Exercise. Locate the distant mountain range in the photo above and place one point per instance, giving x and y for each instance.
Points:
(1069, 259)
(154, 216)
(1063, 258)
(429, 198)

WHAT IS EXPECTED:
Transcribe the material so that every line matches the original exactly.

EXERCISE ANSWER:
Exercise. Locate the distant mountain range in the photo above and place one point per instance, giving x and y for each instance.
Points:
(1069, 259)
(154, 216)
(1063, 258)
(429, 198)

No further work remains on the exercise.